■ WHAT YOU HAVE TO DO
Wherever a line holds the word "appear", copy that line from the data.

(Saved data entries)
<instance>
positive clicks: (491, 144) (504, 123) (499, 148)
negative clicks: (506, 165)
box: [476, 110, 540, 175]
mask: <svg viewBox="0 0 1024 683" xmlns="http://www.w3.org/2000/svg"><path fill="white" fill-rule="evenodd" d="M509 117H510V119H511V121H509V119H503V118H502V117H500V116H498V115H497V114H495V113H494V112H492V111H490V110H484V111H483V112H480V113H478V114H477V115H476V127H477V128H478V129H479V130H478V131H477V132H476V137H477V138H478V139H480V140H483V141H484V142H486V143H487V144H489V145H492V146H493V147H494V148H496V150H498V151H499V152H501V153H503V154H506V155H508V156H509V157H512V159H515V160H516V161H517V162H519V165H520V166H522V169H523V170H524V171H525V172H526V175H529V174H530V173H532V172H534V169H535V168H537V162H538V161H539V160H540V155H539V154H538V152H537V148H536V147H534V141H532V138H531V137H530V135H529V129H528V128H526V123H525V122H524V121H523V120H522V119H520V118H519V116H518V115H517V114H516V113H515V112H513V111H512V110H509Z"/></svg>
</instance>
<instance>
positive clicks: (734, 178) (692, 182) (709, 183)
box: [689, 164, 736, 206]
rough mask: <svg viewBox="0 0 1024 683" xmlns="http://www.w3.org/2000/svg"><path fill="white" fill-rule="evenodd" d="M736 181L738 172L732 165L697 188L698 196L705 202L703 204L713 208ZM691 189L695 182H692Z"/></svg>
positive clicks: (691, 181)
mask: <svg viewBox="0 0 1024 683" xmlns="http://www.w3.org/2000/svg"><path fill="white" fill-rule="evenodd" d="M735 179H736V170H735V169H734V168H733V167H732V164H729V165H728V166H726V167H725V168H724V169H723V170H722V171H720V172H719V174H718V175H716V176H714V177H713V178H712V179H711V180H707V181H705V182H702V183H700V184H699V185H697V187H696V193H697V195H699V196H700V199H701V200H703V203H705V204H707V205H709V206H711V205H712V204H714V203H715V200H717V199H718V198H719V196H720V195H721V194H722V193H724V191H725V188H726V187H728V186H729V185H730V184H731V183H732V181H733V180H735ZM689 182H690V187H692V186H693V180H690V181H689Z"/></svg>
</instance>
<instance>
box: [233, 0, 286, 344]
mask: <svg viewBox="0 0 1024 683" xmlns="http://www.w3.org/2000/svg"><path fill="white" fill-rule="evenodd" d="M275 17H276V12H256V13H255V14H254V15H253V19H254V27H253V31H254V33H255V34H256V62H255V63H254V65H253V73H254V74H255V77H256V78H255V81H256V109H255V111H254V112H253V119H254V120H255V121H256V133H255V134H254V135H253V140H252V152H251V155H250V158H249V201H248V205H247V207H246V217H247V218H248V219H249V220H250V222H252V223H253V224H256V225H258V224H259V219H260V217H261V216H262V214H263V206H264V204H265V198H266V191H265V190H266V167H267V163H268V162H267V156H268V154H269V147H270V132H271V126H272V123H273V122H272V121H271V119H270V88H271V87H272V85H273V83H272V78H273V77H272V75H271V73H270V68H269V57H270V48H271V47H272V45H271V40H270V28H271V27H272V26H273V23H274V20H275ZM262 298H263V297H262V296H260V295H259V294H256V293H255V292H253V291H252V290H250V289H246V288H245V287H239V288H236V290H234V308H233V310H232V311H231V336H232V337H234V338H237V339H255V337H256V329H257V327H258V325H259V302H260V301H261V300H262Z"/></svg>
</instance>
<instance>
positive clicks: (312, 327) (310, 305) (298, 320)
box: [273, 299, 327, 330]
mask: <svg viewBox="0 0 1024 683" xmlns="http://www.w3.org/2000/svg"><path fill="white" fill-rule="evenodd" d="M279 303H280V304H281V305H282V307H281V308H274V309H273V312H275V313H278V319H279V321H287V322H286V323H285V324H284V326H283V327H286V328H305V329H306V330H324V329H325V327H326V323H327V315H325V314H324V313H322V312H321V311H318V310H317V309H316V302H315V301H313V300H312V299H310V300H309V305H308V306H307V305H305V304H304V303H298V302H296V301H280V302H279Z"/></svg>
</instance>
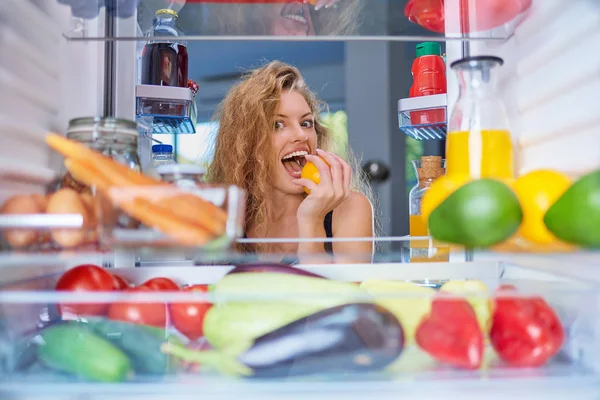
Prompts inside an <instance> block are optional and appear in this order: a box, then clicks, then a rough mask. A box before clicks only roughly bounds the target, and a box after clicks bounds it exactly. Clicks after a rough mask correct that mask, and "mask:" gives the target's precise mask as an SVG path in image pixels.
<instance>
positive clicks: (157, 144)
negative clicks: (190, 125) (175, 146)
mask: <svg viewBox="0 0 600 400" xmlns="http://www.w3.org/2000/svg"><path fill="white" fill-rule="evenodd" d="M152 152H153V153H172V152H173V146H171V145H170V144H155V145H153V146H152Z"/></svg>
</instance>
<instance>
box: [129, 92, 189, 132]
mask: <svg viewBox="0 0 600 400" xmlns="http://www.w3.org/2000/svg"><path fill="white" fill-rule="evenodd" d="M135 96H136V104H137V107H136V117H137V122H138V129H139V130H140V132H142V133H144V134H150V133H152V134H161V133H168V134H192V133H196V107H195V104H194V96H193V95H192V91H191V90H190V89H188V88H180V87H170V86H157V85H138V86H136V88H135Z"/></svg>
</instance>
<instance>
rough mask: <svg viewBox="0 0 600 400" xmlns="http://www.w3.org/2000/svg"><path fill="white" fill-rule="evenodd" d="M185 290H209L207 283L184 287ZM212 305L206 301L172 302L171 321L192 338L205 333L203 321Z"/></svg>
mask: <svg viewBox="0 0 600 400" xmlns="http://www.w3.org/2000/svg"><path fill="white" fill-rule="evenodd" d="M182 291H185V292H203V293H206V292H208V287H207V286H206V285H193V286H189V287H186V288H184V289H182ZM211 306H212V305H211V304H210V303H206V302H196V303H172V304H171V305H170V306H169V311H170V315H171V321H172V322H173V325H174V326H175V328H177V330H178V331H179V332H181V333H182V334H184V335H185V336H186V337H187V338H188V339H190V340H196V339H198V338H200V337H202V335H203V322H204V316H205V315H206V312H207V311H208V310H209V309H210V307H211Z"/></svg>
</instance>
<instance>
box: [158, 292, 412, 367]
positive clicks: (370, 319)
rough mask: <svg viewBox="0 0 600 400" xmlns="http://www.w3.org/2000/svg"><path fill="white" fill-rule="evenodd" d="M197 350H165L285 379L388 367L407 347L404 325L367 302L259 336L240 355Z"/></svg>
mask: <svg viewBox="0 0 600 400" xmlns="http://www.w3.org/2000/svg"><path fill="white" fill-rule="evenodd" d="M235 347H236V346H235V345H233V347H232V348H229V349H223V351H222V352H219V354H218V355H217V354H216V352H215V351H208V352H206V351H204V352H203V351H194V350H190V349H186V348H185V347H181V346H176V345H173V344H169V345H167V346H163V351H164V352H167V353H170V354H172V355H174V356H176V357H179V358H181V359H182V360H184V361H187V362H199V363H201V364H202V365H204V366H212V367H215V368H217V369H219V370H220V371H221V372H223V373H227V374H234V375H238V376H239V375H242V376H246V377H250V378H285V377H291V376H305V375H318V374H323V373H328V374H329V373H352V372H353V373H360V372H363V373H364V372H372V371H377V370H380V369H383V368H385V367H386V366H388V365H389V364H391V363H392V362H394V361H395V360H396V359H397V358H398V357H399V356H400V354H402V350H403V349H404V332H403V329H402V326H401V325H400V322H399V321H398V320H397V319H396V317H394V315H393V314H392V313H391V312H389V311H388V310H386V309H385V308H383V307H380V306H378V305H375V304H368V303H354V304H345V305H341V306H336V307H331V308H328V309H325V310H322V311H319V312H317V313H314V314H312V315H310V316H308V317H305V318H302V319H299V320H296V321H294V322H292V323H289V324H287V325H285V326H283V327H281V328H279V329H276V330H273V331H271V332H269V333H267V334H265V335H262V336H260V337H258V338H256V339H255V340H254V341H253V342H252V343H251V345H249V346H243V349H242V348H240V351H239V352H238V351H236V349H235Z"/></svg>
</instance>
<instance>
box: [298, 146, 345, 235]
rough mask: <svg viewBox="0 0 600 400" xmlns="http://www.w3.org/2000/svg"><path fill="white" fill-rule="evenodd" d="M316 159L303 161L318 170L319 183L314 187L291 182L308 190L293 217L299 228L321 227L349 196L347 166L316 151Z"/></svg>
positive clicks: (313, 158) (319, 151)
mask: <svg viewBox="0 0 600 400" xmlns="http://www.w3.org/2000/svg"><path fill="white" fill-rule="evenodd" d="M317 155H318V157H317V156H313V155H308V156H306V160H307V161H311V162H312V163H314V164H315V166H316V167H317V169H318V170H319V174H320V175H321V181H320V183H319V184H318V185H317V184H316V183H314V182H313V181H311V180H309V179H294V183H295V184H297V185H300V186H304V187H306V188H307V189H309V190H310V194H309V195H308V196H306V198H305V199H304V201H303V202H302V203H301V204H300V207H298V211H297V213H296V215H297V217H298V223H299V224H304V223H316V224H320V225H321V226H322V225H323V220H324V219H325V215H327V213H328V212H330V211H331V210H333V209H335V208H336V207H337V206H339V205H340V204H341V203H342V202H343V201H344V200H346V199H347V198H348V196H350V180H351V178H352V168H350V166H349V165H348V163H346V162H345V161H344V160H343V159H342V158H341V157H339V156H337V155H335V154H332V153H328V152H326V151H323V150H317ZM327 164H329V165H327Z"/></svg>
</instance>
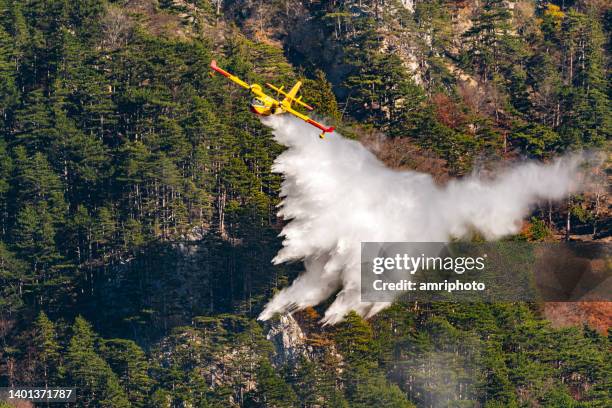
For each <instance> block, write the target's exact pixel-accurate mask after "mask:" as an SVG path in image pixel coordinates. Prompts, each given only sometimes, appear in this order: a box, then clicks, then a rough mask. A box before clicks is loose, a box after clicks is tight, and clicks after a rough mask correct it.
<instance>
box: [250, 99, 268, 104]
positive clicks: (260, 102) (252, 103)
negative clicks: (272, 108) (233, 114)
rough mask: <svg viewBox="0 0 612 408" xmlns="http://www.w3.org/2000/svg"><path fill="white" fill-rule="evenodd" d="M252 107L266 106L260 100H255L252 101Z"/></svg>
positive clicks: (251, 101) (258, 99)
mask: <svg viewBox="0 0 612 408" xmlns="http://www.w3.org/2000/svg"><path fill="white" fill-rule="evenodd" d="M251 105H255V106H266V105H265V104H264V103H263V101H262V100H261V99H259V98H253V99H252V100H251Z"/></svg>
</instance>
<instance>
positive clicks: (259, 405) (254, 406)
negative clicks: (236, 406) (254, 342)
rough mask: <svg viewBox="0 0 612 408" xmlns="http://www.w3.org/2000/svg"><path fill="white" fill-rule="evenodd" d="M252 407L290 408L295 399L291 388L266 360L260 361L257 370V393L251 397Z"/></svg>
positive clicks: (291, 406)
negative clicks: (260, 361)
mask: <svg viewBox="0 0 612 408" xmlns="http://www.w3.org/2000/svg"><path fill="white" fill-rule="evenodd" d="M251 402H252V403H253V404H252V405H249V406H252V407H275V408H283V407H286V408H291V407H294V406H295V404H296V403H297V397H296V395H295V393H294V392H293V390H292V389H291V386H289V385H288V384H287V383H286V382H284V381H283V379H282V378H281V377H279V376H278V374H277V373H276V372H275V371H274V368H273V367H272V365H270V363H269V362H268V361H267V360H262V361H261V362H260V364H259V367H258V368H257V391H256V392H255V394H254V395H253V400H252V401H251Z"/></svg>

■ TASK SOLUTION
Prompts inside an <instance> block are optional and appear in this order: a box, then clicks, then a rough mask. A box before clicks only roughly bounds the target, and a box after clicks bounds it exactly. Clicks after a rough mask correct that mask, and "mask:" gives the target's precise mask as an SVG path in image pixels.
For each <instance> block, write the target's exact pixel-accurate mask after "mask:" as an SVG path in image pixel coordinates. Prompts, each given only sometimes, appear in this order: a box, then clicks, then a rough mask. A box before clicks is loose, a box after clicks is tight, and clicks after a rough mask correct it.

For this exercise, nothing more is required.